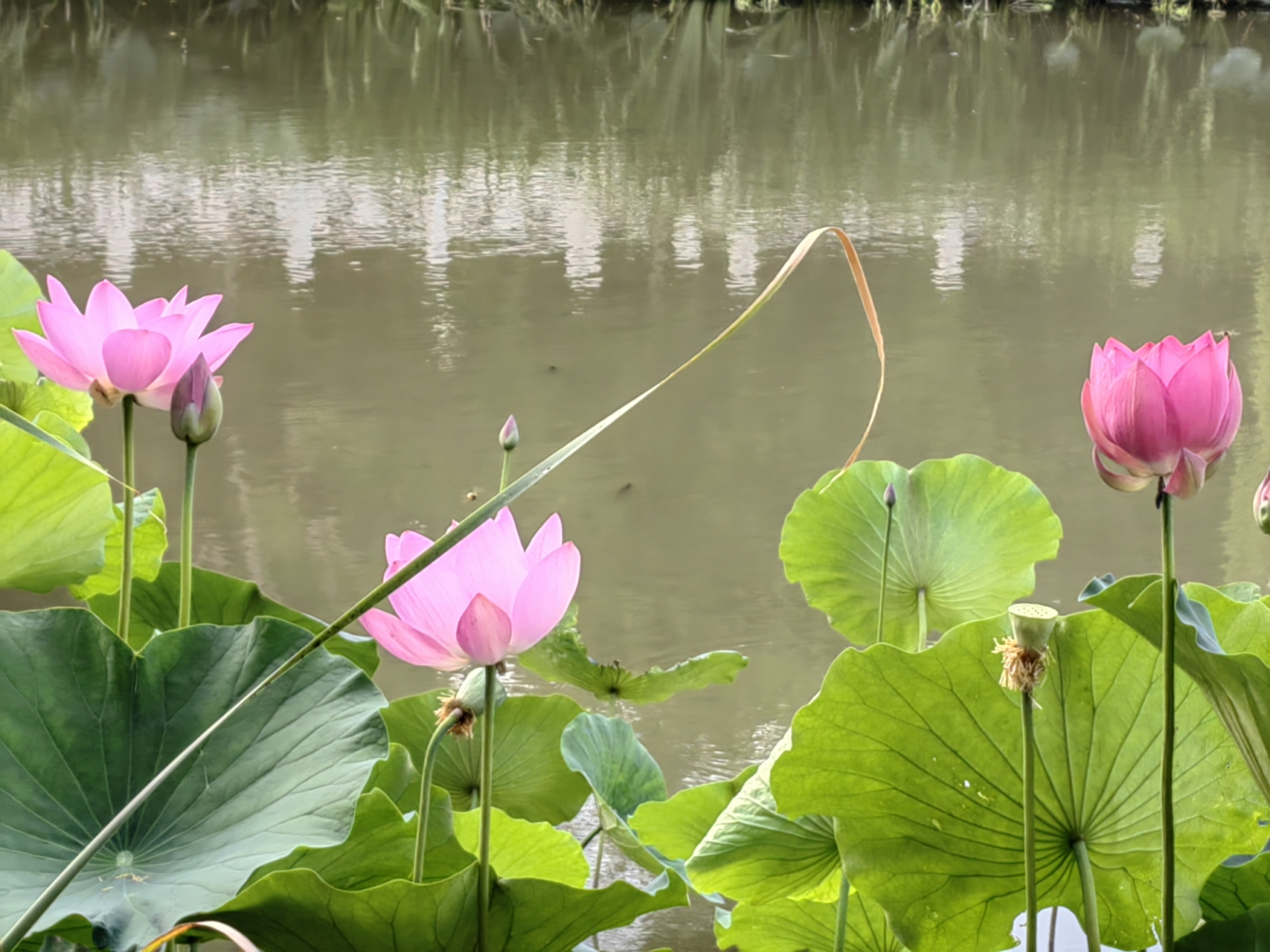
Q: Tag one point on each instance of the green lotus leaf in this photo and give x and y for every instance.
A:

==

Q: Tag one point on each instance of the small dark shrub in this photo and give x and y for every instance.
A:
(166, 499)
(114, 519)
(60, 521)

GIVEN REQUEST: Extract each line of the material that contains the word "this", and copy those lines in their original order.

REPLY TO THE TASK:
Q: Tag one point on each instance of the green lotus leaf in this photo and give x and y for every instance.
Q: Tag one point on each instance of the small dark shrub in this photo and give x and y for every instance.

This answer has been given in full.